-- Goal --
Copy the rows below, substituting "occurrence" for every occurrence of "instance" and leaving everything else unchanged.

-- Information shown --

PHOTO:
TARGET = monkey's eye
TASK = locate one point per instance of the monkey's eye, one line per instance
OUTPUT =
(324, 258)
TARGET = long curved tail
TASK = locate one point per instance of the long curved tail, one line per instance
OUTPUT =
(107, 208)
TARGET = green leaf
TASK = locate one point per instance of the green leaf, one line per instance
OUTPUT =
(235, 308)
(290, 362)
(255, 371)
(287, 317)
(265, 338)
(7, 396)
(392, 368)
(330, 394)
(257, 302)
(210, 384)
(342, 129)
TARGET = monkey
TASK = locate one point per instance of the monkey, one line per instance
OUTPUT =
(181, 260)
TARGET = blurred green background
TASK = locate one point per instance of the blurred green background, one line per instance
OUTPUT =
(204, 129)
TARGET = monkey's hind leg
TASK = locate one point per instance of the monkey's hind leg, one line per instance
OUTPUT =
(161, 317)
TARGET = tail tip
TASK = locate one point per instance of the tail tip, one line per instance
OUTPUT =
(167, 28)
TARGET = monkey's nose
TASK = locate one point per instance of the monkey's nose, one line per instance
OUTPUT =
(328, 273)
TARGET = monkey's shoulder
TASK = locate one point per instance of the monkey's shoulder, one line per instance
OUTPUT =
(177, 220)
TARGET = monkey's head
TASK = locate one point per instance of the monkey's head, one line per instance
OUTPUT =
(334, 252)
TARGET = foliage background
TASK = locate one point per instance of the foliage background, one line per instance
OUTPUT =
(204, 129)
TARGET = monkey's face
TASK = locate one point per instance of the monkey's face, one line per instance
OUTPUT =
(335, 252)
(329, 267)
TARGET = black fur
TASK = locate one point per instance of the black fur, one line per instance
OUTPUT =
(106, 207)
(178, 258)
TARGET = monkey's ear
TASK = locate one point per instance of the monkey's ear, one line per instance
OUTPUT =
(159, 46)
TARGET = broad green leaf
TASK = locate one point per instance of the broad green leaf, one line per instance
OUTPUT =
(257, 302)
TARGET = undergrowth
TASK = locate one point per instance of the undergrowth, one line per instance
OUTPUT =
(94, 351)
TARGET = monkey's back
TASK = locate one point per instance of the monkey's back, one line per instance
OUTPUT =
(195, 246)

-- Response for this exercise --
PHOTO:
TARGET = monkey's eye
TASK = locate one point per occurrence of the monkey's eye, one line per occurrence
OUTPUT =
(324, 258)
TARGET = long curved tail
TASK = locate one point per occurrence of the long curved tail, one line per occurrence
OUTPUT =
(107, 208)
TARGET = green leaf
TASK = locate one point per occurrence of the green leaf, one line per occurrence
OUTPUT =
(235, 308)
(290, 362)
(255, 371)
(287, 317)
(265, 338)
(7, 396)
(392, 368)
(330, 394)
(257, 302)
(210, 384)
(342, 129)
TARGET = monkey
TASK = locate one point per occurrence of the monkey, one line per occurrence
OUTPUT =
(181, 260)
TARGET = blurred green background
TASK = locate one point per occurrence of the blurred green background, one line per occurrence
OUTPUT =
(204, 129)
TARGET = monkey's hind leg
TASK = locate one point per occurrence of the monkey's hind leg, one line per occurrence
OUTPUT =
(161, 317)
TARGET = tail tip
TASK = locate one point per occurrence of the tail tip, one line per occurrence
OUTPUT =
(167, 28)
TARGET = monkey's nose
TASK = locate one point per occurrence of the monkey's nose, one line per occurrence
OUTPUT =
(328, 273)
TARGET = monkey's shoulder
TASK = locate one point per occurrence of the monkey's shoulder, one line per occurrence
OUTPUT =
(177, 220)
TARGET = monkey's head
TASK = locate one point per occurrence of the monkey's head, one line per occurrence
OUTPUT =
(334, 252)
TARGET = foliage background
TASK = locate one point per occurrence of the foliage background, one line per occurrence
OUTPUT =
(204, 129)
TARGET = monkey's face
TASK = locate one point per occurrence of the monkey's face, one line per occurrence
OUTPUT =
(335, 252)
(329, 267)
TARGET = black fur
TASK = locate one point per occurrence of the black fur, one line per occurrence
OUTPUT =
(106, 207)
(178, 258)
TARGET = monkey's ear
TASK = locate one point per occurrence of the monkey's ear, one line per occurrence
OUTPUT =
(159, 46)
TARGET = broad green leaf
TASK = locate one point per occurrence of the broad green leaf, one line per occurrence
OUTPUT =
(257, 302)
TARGET = undergrowth
TASK = locate one point per occurrence of the undergrowth, one line per occurrence
OUTPUT =
(94, 351)
TARGET = monkey's back
TASK = locate one point per occurrence of the monkey's back, one line per occurrence
OUTPUT =
(195, 246)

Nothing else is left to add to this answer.